**Saved data entries**
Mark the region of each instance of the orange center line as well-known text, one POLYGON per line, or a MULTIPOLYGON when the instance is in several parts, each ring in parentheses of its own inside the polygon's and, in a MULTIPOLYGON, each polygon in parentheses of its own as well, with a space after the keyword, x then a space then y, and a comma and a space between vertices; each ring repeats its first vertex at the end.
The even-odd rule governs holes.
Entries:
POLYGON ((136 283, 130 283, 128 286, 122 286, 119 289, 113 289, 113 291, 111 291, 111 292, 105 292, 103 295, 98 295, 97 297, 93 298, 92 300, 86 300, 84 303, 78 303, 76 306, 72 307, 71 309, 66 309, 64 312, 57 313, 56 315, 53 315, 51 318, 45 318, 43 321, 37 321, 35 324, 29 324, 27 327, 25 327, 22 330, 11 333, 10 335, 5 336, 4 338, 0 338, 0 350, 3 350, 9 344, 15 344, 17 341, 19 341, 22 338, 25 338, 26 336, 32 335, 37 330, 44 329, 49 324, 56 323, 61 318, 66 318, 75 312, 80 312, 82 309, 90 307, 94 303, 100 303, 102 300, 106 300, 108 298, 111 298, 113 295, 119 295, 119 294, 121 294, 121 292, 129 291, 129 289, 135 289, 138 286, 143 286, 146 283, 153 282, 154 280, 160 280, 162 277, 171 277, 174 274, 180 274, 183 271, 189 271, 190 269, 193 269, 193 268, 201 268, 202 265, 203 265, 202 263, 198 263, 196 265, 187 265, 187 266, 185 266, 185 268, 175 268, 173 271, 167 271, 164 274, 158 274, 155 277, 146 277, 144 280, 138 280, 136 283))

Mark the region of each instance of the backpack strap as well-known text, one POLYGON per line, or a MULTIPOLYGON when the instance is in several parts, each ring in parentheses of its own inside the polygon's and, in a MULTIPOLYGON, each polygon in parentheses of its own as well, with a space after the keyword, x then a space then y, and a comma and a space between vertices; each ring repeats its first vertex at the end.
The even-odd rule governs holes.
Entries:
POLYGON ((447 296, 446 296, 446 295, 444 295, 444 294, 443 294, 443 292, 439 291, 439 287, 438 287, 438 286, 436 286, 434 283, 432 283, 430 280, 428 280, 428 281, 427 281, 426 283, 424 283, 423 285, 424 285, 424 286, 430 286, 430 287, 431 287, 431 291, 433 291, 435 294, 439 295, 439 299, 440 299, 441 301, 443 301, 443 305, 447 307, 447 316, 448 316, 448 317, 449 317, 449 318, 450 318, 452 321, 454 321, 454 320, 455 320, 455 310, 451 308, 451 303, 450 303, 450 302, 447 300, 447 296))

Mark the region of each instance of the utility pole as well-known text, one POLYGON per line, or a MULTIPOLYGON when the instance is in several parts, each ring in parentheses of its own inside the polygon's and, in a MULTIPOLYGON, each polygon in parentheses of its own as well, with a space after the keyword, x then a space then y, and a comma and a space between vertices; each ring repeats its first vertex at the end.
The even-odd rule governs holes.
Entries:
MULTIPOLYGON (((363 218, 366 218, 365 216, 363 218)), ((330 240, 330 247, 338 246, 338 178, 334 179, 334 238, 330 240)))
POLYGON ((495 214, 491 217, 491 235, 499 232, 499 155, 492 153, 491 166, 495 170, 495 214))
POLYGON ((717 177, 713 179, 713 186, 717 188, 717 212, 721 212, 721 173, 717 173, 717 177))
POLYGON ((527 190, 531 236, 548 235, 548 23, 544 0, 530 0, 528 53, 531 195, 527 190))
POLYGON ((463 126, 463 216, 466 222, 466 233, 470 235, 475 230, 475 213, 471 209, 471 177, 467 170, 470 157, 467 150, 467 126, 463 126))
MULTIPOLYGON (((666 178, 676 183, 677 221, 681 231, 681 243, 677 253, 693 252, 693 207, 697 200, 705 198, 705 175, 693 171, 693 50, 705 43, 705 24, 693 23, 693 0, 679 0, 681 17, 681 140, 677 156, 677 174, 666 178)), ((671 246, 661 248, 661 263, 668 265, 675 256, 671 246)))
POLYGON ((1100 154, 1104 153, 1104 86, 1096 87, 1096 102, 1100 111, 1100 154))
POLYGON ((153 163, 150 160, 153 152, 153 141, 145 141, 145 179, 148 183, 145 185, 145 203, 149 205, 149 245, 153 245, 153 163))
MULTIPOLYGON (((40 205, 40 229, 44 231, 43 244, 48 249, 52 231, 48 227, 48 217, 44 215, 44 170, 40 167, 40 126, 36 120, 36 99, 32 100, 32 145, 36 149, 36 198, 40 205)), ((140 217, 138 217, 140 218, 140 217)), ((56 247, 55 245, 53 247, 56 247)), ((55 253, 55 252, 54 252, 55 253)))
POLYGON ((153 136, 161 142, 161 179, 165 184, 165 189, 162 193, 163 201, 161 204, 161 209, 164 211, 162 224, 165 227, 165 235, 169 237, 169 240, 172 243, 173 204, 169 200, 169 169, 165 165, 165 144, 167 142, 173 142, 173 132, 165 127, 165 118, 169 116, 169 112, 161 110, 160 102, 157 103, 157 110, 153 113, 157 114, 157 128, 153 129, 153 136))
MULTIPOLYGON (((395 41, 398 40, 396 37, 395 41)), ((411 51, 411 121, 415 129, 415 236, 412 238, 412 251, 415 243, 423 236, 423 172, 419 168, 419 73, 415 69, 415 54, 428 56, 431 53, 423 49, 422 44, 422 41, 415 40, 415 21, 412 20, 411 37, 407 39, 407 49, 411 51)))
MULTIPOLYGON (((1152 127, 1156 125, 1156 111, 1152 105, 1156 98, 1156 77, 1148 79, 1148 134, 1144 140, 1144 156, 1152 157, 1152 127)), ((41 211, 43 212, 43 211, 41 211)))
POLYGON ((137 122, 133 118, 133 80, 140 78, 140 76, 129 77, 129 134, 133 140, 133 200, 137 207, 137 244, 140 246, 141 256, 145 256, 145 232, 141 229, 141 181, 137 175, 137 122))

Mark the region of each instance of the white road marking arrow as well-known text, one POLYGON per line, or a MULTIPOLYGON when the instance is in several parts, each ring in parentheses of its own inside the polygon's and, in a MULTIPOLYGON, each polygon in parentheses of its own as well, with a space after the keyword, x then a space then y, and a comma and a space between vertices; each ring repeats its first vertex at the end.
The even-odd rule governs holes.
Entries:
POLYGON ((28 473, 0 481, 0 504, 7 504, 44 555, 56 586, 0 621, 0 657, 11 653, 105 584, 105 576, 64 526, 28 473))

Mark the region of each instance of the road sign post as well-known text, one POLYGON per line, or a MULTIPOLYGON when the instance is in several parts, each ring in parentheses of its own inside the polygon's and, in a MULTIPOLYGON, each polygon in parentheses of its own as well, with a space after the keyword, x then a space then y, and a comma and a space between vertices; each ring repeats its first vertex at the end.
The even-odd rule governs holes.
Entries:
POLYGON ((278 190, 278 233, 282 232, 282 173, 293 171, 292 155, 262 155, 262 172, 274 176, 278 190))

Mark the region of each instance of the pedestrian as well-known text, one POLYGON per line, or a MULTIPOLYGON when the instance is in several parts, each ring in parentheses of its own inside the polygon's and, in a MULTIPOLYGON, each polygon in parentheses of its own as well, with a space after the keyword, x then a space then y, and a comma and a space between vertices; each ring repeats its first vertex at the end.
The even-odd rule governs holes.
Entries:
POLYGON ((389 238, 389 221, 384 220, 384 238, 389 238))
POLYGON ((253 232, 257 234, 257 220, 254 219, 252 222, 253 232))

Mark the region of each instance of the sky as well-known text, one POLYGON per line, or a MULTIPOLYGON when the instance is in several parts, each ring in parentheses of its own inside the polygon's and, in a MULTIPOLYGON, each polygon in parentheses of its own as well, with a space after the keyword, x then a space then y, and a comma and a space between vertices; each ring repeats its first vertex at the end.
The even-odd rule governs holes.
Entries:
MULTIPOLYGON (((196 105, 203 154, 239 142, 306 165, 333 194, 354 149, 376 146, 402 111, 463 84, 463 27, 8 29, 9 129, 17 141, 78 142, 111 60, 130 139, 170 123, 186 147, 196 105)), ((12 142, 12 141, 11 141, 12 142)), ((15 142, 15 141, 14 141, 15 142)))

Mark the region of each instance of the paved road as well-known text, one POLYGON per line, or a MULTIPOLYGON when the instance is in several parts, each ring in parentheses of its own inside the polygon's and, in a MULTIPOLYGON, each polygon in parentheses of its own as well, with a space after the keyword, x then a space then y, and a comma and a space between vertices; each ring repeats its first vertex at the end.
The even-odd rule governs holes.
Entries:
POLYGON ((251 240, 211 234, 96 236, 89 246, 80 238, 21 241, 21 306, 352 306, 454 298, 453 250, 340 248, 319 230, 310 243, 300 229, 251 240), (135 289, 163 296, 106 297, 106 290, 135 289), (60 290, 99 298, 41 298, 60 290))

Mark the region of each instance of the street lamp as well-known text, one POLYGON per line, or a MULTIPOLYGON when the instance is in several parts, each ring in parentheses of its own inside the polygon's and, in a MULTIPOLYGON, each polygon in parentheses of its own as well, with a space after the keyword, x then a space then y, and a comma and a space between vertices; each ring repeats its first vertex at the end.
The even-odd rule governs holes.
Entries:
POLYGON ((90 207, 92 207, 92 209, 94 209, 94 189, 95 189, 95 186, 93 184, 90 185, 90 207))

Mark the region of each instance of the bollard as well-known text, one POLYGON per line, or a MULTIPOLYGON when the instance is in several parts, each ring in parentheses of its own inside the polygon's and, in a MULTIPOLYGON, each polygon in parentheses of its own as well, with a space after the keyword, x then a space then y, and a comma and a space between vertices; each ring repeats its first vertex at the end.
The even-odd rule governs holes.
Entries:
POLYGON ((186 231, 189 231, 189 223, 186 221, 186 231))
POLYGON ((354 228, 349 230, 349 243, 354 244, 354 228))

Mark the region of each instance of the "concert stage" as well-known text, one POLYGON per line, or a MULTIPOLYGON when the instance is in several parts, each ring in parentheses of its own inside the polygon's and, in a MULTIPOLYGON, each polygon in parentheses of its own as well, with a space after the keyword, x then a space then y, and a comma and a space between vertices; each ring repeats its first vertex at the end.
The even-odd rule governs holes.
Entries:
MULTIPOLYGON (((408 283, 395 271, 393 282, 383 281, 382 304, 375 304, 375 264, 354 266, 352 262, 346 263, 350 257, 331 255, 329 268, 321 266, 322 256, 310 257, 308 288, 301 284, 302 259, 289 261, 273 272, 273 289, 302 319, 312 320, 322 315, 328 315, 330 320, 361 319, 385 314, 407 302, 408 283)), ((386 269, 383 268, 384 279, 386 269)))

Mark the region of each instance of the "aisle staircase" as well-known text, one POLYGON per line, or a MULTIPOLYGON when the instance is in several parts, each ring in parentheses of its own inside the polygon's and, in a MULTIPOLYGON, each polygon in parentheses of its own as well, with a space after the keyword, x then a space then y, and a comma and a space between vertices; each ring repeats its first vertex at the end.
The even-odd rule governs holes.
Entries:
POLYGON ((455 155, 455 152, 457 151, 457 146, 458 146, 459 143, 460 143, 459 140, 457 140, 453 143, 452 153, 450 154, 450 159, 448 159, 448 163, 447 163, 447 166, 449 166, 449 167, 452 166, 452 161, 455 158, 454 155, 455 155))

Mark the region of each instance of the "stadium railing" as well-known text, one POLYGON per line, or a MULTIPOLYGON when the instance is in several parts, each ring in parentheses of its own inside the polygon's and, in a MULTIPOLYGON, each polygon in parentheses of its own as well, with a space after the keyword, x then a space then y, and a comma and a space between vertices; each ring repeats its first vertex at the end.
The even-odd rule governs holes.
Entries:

**Exercise instructions**
Lines with the word "road" in them are the answer; report each one from the data.

**Result**
Mark the region of each instance of the white road marking arrow as well-known text, one POLYGON per line, or a MULTIPOLYGON when the instance is in several parts, each ring in parentheses of its own inside the polygon's and, in a MULTIPOLYGON, each polygon in parentheses of its own as well, with a space after the keyword, x then a space then y, and a comma and a space between vertices; each ring repeats its first vertex at the end.
Mark the region of each instance of the road sign post as well-known text, one POLYGON per line, or a MULTIPOLYGON when the instance is in several parts, each ring in parentheses of its own inside the polygon's and, in a MULTIPOLYGON, each polygon in parentheses of its own as well, with a space after the keyword, x then a space then y, and a comma and a space between vertices; each ring repeats its first vertex at the end.
Mark the region of each instance of the paved road as well-known text, one POLYGON per line, or a MULTIPOLYGON when the instance is in several parts, each ring in parentheses of its own inside the polygon's and, in a MULTIPOLYGON, each polygon in parentheses of its own as well, with a space after the keyword, x then a space then y, and a comma and a space between vertices; each ring repeats its first vertex at the end.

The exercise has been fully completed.